Request: Give the lines of these entries as a JSON list of strings, one string per line, with blank lines left out.

(Excerpts of location labeling data)
------------------------------------

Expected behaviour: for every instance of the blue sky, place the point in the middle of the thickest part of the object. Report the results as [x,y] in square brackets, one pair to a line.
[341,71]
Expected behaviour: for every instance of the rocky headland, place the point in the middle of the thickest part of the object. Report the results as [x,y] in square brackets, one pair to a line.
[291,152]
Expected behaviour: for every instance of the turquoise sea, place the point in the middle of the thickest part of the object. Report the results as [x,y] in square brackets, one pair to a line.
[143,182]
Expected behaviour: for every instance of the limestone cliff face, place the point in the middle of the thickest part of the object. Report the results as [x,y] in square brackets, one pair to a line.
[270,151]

------------------------------------

Result of this exercise:
[
  "Expected behaviour: for every instance of the blue sky, place the point in the middle of the thickest part of the object. Report the results as [x,y] in square brackets, one pair to a line.",
  "[341,71]",
  "Expected behaviour: for every instance of the rocky headland, place the point in the middle of the thickest part of the object. Report the results as [x,y] in square brackets, one pair to a line.",
  "[291,152]",
  "Expected behaviour: for every instance of the turquoise sea, place the point in the middle of the thickest part of the object. Report the results as [x,y] in square brackets, one pair to a line.",
  "[143,182]",
  "Expected behaviour: for every instance of the limestone cliff face, place the point in the middle of the thickest part of the object. Report the results as [x,y] in square brackets, one pair to a line.",
  "[270,151]"
]